Dataset items
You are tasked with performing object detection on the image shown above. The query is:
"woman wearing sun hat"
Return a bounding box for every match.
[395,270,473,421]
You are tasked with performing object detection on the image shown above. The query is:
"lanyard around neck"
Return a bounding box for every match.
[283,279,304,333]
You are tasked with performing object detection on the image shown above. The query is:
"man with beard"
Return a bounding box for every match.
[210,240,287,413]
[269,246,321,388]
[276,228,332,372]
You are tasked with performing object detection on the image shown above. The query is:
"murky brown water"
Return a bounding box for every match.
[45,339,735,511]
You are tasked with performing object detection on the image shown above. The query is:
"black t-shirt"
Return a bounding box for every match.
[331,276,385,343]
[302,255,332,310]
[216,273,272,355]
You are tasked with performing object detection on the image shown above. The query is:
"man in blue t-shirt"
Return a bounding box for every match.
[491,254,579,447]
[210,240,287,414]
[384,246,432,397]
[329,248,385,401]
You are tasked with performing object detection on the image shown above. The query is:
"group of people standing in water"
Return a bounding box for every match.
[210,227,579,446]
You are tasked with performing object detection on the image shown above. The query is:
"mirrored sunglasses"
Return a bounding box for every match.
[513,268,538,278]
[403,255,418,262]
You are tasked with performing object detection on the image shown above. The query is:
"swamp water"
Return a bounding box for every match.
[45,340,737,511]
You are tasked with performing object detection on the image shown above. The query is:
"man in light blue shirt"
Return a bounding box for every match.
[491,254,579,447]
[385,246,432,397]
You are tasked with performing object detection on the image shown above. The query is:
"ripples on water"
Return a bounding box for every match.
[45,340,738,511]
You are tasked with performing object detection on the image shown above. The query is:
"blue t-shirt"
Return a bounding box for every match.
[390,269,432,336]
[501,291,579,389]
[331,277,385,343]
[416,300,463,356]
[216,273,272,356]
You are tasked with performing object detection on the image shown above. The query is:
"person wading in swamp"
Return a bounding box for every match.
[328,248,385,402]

Task instructions:
Each record above is to be written out again, without any change.

Output for this task:
You are tasked with performing object detection on the image shown above. The query is:
"woman wearing sun hat"
Return a bounding box for every match.
[395,270,473,421]
You are tasked with performing object detection on the image shown above. The query is:
"lanyard around neck"
Return a bounding box for every match.
[283,279,304,333]
You are tasked with performing object detection on the image shown above. The query is:
"man with beard"
Return a bounding box for every match.
[210,240,287,413]
[269,246,321,388]
[276,228,332,372]
You are tasked with performing object detection on the image shown above. The query is:
"murky brown water"
Return a bounding box for every match.
[45,339,735,511]
You are tasked with performing object detection on the image shown above. The query is:
"black t-shirt"
Return a bounding box for every match.
[331,276,385,343]
[302,255,332,310]
[216,273,272,355]
You are tasked with performing object detection on the image shown above. The query is:
"man in blue t-shirt"
Return a bounding box for every match.
[491,254,579,447]
[210,240,287,414]
[384,246,432,397]
[329,248,385,401]
You are tasked with performing object detection on the image shown above. The query is:
"group of people standing in water"
Return a bounding box for every match.
[210,227,579,446]
You are tasked with performing object detection on the image shown above. The query is:
"mirrored sunglasses"
Return a bounding box for every match.
[513,268,538,278]
[403,255,418,262]
You are tasked with performing object detection on the image shown above. The query is:
"swamp water"
Return a bounding box for every match.
[45,340,737,511]
You are tasked with performing object detection on the image shown above. The query is:
"man in light blue shirt"
Return a bounding box for every match.
[491,254,579,447]
[385,246,432,397]
You are tasked with performing object detection on the image shown above. The query is:
"ripples on water"
Return a bounding box for every match.
[45,340,738,511]
You are tasked with performing object detection on the image shown above. The query is:
"blue t-shirt"
Return a bounding box for every match.
[390,269,432,336]
[501,291,579,389]
[331,277,385,343]
[416,300,463,356]
[216,273,272,356]
You are tasked with performing object detection on the image shown above. The query is:
"person wading in swamp"
Return a bounding box for every match.
[328,248,385,402]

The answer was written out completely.